**Given request:**
Reproduce the data below from the line containing "If you don't mind, I'd like you to find the window" down to the line containing "[935, 329, 996, 349]", both included, keeping the requests unchanged but scaling every bounding-box coordinate in the answers by 2.5 and rounding to whole numbers, with halves rounded up. Leave the pictures out of the output.

--- START Material for this exercise ---

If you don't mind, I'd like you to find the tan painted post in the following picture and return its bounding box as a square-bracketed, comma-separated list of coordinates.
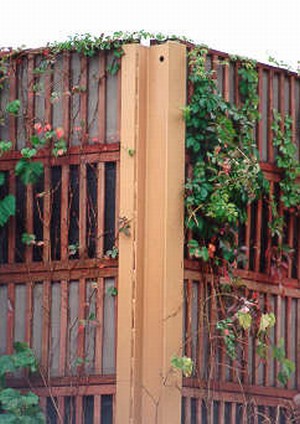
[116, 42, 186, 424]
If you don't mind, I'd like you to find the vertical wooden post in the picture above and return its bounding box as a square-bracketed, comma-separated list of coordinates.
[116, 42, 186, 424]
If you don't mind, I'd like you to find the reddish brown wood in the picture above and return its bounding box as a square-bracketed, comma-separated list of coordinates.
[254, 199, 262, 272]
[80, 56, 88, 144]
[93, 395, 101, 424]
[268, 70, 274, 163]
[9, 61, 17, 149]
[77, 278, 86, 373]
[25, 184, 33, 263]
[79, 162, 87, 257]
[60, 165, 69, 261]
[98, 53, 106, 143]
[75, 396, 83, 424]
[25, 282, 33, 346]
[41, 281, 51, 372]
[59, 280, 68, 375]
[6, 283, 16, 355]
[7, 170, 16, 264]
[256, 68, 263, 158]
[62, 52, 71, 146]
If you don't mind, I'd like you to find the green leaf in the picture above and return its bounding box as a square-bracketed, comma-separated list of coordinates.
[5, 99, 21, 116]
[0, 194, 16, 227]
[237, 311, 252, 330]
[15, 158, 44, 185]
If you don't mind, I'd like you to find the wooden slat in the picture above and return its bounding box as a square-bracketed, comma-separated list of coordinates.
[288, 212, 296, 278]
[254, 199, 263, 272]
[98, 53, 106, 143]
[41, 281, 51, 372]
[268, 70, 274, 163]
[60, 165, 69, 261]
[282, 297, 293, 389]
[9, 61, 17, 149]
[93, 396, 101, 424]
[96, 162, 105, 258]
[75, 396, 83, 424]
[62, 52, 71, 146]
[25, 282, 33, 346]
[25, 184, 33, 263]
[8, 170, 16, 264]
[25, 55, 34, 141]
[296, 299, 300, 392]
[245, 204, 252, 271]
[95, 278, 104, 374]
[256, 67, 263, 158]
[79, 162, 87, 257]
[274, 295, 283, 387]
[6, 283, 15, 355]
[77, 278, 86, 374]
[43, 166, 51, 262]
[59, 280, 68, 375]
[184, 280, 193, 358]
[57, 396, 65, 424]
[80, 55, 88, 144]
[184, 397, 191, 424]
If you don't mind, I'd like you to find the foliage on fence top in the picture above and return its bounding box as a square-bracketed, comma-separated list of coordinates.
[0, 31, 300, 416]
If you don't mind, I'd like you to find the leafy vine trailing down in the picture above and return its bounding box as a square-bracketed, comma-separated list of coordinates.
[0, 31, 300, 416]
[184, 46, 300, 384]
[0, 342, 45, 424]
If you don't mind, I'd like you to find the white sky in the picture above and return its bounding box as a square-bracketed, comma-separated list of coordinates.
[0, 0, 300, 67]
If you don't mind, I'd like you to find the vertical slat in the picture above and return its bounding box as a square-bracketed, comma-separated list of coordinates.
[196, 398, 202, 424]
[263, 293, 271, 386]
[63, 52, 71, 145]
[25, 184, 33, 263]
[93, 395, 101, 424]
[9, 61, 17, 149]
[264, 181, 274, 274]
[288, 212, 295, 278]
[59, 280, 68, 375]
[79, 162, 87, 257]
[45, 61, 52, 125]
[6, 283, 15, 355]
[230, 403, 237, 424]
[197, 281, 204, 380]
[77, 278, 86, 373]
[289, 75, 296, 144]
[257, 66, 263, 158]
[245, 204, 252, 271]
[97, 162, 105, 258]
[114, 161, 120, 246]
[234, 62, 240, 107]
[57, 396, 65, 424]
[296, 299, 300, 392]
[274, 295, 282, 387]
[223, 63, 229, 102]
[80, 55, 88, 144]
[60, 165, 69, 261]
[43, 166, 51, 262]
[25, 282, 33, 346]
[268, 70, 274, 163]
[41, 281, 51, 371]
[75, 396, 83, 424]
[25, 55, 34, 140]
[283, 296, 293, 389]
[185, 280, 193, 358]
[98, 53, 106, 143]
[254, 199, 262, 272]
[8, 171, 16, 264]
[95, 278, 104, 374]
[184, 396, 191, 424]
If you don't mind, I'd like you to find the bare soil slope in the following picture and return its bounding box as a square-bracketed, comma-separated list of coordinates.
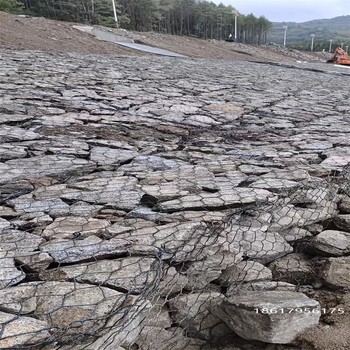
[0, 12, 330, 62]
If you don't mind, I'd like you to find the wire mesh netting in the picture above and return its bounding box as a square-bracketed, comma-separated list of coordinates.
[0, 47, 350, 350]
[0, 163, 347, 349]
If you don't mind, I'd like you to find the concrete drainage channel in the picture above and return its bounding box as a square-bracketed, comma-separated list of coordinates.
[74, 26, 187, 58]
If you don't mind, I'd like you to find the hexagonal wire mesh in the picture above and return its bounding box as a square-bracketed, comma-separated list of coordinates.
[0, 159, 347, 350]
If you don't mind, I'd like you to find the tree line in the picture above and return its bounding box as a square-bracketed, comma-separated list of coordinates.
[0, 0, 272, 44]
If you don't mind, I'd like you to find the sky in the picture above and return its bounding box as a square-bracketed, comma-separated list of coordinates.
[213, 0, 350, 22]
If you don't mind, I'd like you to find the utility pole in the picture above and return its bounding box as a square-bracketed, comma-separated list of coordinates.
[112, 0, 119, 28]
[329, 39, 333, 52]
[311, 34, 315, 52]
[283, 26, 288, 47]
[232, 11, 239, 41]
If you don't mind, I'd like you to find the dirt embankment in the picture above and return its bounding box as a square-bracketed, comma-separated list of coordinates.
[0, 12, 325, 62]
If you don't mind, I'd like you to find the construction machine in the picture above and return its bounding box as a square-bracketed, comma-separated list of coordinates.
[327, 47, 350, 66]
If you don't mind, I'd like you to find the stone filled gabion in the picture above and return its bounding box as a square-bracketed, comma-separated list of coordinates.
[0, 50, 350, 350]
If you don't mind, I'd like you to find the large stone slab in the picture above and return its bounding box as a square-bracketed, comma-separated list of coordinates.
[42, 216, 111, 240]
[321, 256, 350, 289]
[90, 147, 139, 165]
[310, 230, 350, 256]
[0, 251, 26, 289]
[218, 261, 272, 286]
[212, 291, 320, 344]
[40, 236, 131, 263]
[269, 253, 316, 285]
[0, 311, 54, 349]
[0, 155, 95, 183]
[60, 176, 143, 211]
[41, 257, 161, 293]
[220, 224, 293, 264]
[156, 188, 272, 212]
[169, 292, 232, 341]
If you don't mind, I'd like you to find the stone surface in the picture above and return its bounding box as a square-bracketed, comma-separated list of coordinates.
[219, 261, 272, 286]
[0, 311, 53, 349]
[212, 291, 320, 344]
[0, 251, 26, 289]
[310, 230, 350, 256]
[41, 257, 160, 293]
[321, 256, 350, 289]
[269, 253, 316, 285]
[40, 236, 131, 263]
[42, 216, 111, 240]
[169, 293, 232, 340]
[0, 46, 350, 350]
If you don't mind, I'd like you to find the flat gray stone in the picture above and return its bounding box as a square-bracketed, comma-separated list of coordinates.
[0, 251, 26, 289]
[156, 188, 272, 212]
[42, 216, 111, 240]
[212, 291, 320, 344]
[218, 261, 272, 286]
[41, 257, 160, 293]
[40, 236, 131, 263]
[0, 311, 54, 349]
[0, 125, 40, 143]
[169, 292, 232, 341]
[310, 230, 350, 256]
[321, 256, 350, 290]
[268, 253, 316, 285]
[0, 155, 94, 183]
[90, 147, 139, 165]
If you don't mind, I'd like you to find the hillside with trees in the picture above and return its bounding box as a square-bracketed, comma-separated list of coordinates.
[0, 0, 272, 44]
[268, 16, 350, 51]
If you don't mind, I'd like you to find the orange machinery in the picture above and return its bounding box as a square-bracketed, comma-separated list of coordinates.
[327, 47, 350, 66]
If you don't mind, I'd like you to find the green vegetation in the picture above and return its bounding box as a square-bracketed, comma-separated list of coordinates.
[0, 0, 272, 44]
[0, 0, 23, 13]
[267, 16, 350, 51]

--- END Material for this exercise ---
--- START Material for this exercise ---

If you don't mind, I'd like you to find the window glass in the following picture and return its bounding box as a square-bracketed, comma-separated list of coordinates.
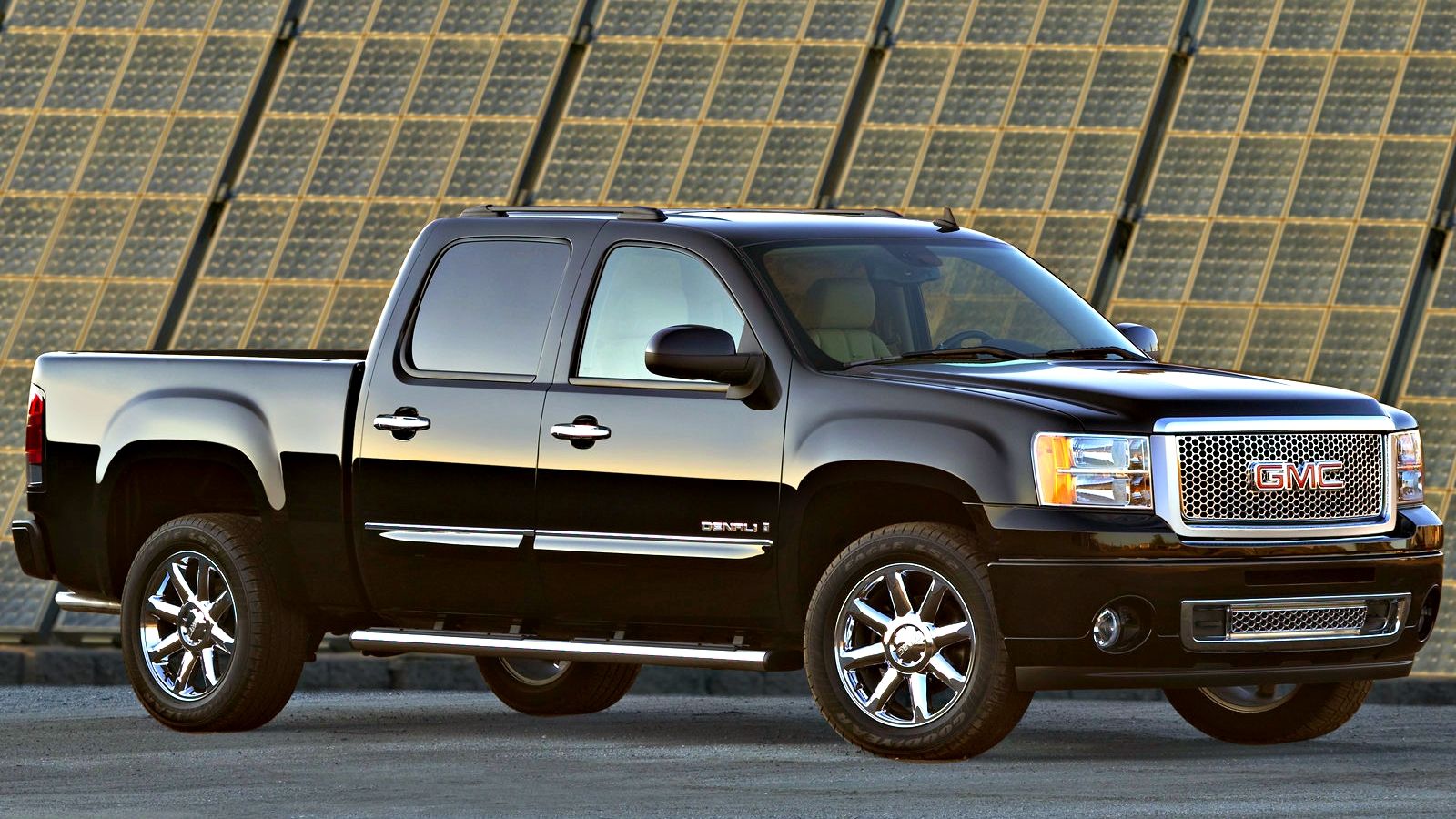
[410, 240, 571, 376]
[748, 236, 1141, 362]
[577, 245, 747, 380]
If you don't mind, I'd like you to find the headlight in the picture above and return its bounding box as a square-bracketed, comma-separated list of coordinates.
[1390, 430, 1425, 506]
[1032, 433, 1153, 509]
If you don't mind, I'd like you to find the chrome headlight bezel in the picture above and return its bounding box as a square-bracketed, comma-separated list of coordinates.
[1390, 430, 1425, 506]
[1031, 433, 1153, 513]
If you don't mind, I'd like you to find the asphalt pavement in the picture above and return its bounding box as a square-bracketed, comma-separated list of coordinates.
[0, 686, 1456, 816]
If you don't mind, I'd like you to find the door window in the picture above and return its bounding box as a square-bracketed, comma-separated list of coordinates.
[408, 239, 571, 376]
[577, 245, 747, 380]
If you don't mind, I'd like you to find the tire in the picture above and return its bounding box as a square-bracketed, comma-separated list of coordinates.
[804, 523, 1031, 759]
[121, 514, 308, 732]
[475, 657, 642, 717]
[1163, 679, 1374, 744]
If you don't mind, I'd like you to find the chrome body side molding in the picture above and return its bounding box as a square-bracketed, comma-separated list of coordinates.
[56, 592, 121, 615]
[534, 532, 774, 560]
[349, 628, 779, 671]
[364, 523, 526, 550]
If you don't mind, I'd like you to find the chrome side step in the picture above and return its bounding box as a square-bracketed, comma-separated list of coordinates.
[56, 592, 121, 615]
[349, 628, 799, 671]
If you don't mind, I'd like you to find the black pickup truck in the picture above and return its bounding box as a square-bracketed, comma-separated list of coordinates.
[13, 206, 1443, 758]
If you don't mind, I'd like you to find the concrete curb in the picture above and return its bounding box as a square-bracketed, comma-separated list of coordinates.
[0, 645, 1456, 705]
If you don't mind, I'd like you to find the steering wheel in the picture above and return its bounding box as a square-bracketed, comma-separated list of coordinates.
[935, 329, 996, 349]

--- END Material for this exercise ---

**Written solution:**
If you don't mind, I'd like you to find the window glass in the following picture and return its bounding box as a square-bracketed, comma-separated list of coordinates.
[1025, 600, 1428, 940]
[1870, 590, 2853, 905]
[1443, 613, 1868, 950]
If you don't mind, I'd like you to find the headlight in the picture above and return its bounding box as a square-bracketed, comma-separated list of coordinates.
[3475, 1075, 3563, 1265]
[2580, 1083, 2883, 1273]
If you don't mind, I'd like you to find the chrome headlight bezel in the picture above and return its bounding box as a square-bracketed, comma-separated list of coordinates.
[3475, 1075, 3563, 1265]
[2578, 1083, 2883, 1283]
If you don't mind, I'd like you to find the asphalt pavement in the picture above and return its bounding box as a square-bracketed, comma-separated list of coordinates.
[0, 1715, 3640, 2040]
If you don't mind, I'd like you to find the door window in the picture above and return its bounding box as a square-bracketed, comma-separated list of coordinates.
[1020, 598, 1428, 940]
[1443, 613, 1868, 950]
If you don't mind, I'd like you to find the tire in the picture above and return its bounding box as a square-bracketed, comma-separated list of coordinates.
[2010, 1308, 2578, 1898]
[303, 1285, 770, 1830]
[1188, 1643, 1605, 1793]
[2908, 1698, 3435, 1860]
If you don't mind, I'd like you to find the chrome body side molding in the picture above and return its bounding box as a square-bracketed, comma-separated list of coordinates.
[140, 1480, 303, 1538]
[1335, 1330, 1935, 1400]
[873, 1570, 1948, 1678]
[910, 1308, 1315, 1375]
If you don't mind, I'd like you to find the chrome side step in the picture above and return its bounding box as a square-bracketed, comma-separated list of coordinates.
[140, 1480, 303, 1538]
[873, 1570, 1998, 1678]
If you don't mind, I'd like you to find the black pickup truck in the picture above and return its bounding box as a square-bracketed, comma-separated list of coordinates.
[33, 515, 3608, 1895]
If you don't mind, I'd like you to find the concrete curb in the picture above and return its bounding box as a square-bracketed, comma-separated list of coordinates.
[0, 1613, 3640, 1763]
If you don't mind, I'd like you to find the steering wheel in the picture above and return its bounding box as a square-bracketed, comma-separated list of coordinates.
[2338, 823, 2490, 873]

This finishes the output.